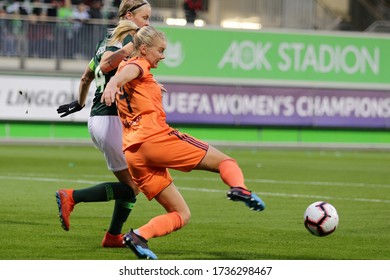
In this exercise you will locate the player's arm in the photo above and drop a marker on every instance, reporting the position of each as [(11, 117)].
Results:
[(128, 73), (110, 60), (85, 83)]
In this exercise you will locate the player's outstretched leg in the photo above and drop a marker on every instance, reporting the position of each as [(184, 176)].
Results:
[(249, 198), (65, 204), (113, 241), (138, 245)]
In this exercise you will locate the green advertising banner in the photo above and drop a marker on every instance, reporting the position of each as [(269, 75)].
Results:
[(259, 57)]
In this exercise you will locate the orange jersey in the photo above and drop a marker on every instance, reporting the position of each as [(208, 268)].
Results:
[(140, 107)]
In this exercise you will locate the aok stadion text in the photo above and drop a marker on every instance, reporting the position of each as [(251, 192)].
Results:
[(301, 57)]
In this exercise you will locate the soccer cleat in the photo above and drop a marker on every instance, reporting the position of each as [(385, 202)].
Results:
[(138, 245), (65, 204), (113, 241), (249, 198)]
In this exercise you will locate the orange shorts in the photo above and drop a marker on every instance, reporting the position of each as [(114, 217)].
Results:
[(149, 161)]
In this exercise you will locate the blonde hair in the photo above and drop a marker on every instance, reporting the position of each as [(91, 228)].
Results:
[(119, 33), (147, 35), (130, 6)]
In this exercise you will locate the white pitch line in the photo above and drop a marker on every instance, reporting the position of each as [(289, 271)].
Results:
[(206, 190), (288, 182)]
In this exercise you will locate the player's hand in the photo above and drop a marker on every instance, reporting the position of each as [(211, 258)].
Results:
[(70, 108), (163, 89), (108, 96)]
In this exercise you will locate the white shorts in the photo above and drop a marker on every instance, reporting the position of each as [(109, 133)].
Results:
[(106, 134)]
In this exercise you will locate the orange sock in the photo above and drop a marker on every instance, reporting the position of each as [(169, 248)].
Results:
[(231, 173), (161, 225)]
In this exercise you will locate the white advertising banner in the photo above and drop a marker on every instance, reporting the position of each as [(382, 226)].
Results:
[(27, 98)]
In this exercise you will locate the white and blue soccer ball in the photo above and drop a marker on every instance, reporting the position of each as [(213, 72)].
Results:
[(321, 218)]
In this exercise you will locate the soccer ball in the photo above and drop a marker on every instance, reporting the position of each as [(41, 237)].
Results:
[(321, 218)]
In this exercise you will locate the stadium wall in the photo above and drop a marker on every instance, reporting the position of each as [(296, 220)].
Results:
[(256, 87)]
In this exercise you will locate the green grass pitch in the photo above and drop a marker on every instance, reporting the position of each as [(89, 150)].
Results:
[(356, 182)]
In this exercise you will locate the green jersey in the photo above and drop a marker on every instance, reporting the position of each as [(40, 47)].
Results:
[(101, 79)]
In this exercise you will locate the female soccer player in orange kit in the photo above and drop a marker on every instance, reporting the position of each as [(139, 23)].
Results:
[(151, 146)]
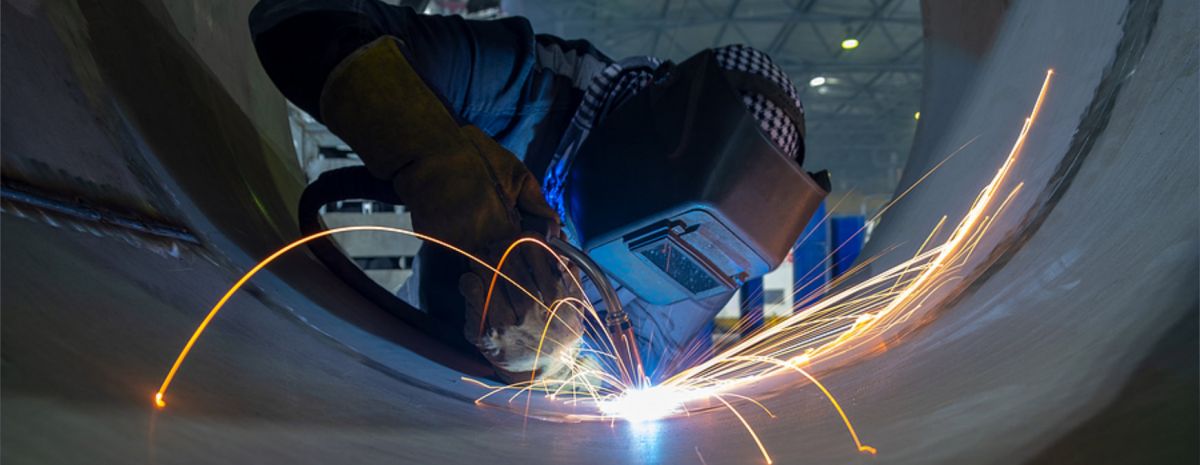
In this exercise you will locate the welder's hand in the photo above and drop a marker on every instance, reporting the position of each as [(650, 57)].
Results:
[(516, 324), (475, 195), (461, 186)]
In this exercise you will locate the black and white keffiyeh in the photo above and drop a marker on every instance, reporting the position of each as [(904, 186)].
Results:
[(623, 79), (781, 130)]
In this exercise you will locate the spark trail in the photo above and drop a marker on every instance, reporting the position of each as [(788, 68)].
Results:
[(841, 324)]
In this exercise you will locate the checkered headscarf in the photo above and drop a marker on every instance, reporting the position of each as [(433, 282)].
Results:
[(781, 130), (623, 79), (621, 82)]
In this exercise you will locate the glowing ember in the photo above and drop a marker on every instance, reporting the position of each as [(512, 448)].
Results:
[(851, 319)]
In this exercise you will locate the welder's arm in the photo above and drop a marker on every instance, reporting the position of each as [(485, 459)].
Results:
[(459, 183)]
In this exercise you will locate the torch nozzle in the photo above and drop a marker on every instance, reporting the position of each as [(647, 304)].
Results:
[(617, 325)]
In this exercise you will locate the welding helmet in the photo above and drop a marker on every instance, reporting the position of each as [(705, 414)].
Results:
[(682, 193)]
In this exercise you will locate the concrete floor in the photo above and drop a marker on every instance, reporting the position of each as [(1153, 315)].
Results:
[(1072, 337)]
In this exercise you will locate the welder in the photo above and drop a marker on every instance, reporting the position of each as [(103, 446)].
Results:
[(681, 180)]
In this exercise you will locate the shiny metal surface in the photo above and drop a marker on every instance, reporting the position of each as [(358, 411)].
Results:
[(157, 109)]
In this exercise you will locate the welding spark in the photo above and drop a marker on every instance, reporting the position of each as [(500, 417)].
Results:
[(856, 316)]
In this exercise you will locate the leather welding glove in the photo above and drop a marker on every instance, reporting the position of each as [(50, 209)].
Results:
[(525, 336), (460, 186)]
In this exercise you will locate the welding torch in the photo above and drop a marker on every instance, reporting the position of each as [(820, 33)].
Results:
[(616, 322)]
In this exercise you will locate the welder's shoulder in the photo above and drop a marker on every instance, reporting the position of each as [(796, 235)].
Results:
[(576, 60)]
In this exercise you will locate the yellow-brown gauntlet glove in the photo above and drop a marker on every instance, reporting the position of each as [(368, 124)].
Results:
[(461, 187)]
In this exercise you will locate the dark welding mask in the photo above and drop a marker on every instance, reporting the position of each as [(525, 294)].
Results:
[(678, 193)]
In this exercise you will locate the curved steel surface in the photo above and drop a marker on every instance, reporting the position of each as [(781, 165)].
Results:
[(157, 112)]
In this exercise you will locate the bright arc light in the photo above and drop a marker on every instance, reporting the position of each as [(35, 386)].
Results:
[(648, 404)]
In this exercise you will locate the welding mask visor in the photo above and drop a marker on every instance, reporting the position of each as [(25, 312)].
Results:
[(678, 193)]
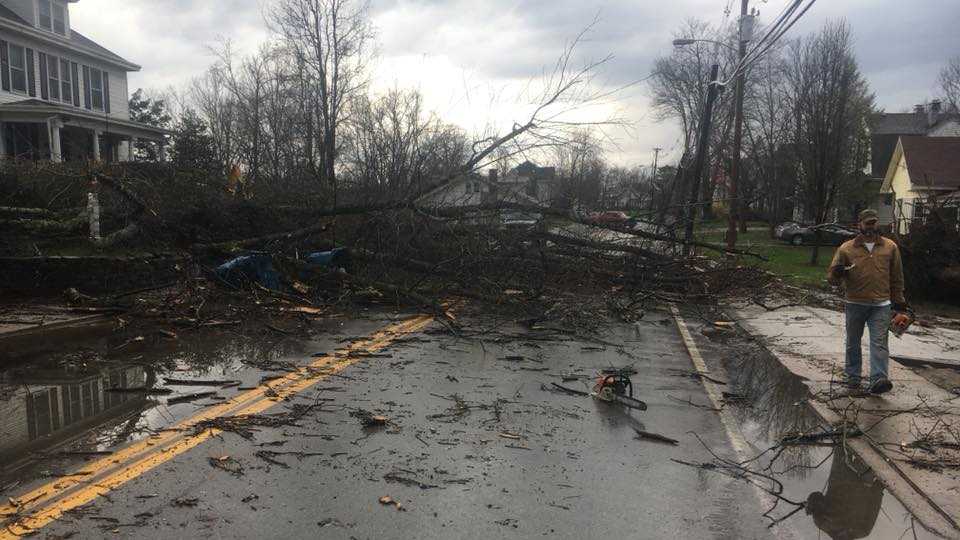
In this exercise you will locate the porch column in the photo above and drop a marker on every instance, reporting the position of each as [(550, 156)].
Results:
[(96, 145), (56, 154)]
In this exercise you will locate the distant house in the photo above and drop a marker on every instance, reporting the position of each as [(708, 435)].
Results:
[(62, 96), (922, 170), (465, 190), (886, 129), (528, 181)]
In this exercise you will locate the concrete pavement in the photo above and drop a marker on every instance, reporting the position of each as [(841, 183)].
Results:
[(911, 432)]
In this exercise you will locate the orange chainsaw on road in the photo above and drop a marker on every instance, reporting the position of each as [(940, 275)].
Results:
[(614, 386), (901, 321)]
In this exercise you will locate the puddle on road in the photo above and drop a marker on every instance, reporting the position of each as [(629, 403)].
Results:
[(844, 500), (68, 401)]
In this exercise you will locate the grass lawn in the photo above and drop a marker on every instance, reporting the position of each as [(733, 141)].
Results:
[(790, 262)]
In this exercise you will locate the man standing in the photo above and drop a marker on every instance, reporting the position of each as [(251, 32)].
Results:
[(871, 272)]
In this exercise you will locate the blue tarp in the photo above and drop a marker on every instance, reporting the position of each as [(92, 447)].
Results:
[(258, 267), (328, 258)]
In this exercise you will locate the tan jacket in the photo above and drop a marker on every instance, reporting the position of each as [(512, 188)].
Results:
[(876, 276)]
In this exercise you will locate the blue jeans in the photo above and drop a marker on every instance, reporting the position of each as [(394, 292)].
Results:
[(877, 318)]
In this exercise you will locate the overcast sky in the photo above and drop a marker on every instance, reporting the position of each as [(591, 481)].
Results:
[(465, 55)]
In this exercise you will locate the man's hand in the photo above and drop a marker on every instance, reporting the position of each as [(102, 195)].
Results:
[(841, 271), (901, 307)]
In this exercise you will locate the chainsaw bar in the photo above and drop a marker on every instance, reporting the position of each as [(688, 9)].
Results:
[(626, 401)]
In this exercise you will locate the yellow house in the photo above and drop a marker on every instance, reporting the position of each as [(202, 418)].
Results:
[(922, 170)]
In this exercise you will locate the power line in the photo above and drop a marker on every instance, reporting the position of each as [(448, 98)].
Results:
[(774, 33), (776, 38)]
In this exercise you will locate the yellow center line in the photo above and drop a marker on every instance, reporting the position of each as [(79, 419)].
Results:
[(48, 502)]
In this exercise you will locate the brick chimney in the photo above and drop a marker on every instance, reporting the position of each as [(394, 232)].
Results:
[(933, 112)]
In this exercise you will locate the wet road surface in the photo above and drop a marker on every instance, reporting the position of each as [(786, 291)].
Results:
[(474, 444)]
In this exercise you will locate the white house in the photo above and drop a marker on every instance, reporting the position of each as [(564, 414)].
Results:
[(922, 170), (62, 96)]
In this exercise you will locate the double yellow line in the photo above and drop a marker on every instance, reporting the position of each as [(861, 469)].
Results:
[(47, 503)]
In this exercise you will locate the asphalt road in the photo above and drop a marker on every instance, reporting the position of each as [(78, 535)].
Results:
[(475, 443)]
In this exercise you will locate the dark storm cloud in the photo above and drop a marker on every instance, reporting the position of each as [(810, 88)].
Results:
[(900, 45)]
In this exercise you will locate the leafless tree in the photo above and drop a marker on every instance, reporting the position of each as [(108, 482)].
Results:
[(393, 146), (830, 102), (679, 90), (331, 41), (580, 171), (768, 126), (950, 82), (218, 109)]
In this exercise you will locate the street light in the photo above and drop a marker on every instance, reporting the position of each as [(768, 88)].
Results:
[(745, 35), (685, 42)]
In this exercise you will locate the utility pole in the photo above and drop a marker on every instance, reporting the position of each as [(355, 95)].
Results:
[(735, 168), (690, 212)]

==

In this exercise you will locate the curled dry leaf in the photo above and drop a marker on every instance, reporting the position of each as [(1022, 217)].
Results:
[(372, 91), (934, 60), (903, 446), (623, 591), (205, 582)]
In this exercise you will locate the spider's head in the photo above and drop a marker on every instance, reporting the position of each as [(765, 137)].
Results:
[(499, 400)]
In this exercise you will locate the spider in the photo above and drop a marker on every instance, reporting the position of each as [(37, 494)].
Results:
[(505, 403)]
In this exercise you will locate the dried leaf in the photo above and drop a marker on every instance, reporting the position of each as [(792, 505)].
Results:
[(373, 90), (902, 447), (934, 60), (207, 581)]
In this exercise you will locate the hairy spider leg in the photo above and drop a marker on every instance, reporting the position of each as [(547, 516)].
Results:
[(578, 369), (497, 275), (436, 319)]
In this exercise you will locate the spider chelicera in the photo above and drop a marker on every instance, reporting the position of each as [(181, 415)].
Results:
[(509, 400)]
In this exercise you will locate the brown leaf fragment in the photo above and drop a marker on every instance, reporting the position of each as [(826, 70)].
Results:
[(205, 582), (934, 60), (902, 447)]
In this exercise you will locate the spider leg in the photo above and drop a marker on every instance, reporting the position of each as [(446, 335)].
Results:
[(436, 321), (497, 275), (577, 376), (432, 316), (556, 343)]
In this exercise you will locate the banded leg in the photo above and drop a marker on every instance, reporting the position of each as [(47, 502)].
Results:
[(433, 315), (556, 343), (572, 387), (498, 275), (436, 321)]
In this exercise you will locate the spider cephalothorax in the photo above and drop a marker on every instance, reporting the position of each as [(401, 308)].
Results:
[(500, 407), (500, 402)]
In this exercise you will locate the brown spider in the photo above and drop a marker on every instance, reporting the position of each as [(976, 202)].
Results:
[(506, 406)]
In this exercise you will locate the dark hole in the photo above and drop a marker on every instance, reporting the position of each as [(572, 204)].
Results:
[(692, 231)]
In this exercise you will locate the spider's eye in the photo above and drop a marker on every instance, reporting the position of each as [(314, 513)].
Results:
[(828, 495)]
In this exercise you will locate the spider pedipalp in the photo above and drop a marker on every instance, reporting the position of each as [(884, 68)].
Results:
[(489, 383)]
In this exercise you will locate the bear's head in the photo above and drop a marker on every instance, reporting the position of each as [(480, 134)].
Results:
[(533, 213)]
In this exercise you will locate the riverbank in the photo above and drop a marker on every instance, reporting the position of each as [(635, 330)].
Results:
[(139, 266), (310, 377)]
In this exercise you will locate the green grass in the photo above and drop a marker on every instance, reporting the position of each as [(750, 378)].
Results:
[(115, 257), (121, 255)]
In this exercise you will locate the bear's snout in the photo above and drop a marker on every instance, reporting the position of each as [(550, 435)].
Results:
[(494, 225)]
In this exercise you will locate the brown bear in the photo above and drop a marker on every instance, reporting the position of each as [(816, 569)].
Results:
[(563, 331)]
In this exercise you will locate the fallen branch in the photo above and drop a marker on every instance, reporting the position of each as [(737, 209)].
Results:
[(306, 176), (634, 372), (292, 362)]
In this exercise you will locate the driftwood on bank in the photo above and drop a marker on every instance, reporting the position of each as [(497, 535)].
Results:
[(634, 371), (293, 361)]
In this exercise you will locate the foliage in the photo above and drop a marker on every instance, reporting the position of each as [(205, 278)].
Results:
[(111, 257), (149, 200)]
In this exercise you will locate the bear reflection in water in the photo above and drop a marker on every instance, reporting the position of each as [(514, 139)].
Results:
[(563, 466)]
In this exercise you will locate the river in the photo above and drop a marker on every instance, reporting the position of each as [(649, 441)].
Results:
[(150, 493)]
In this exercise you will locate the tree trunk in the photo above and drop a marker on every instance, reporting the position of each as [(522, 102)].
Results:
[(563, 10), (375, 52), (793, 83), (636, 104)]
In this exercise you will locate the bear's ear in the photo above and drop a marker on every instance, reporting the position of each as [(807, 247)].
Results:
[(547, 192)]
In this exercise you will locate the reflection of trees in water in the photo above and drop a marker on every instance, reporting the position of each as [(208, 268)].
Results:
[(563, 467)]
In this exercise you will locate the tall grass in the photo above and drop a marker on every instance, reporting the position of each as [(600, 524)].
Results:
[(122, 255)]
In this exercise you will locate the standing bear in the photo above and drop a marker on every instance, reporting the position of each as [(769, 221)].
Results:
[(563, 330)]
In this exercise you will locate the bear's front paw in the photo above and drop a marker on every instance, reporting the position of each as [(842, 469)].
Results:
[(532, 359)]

To do
Wherever the word "dark" appears in the listing, copy the line that holds it.

Reply to the task
In this exercise you will locate the dark welding mask in the photo above and drop a marker on every instance, reporting the position of each as [(525, 294)].
In this exercise you will locate the dark storm cloud in the photo above and drop a marker on every instance, reporting the position of each as [(810, 88)].
In this exercise you will locate the dark hole in the photo above and drop a marker on every instance, reporting the position of each as [(572, 204)].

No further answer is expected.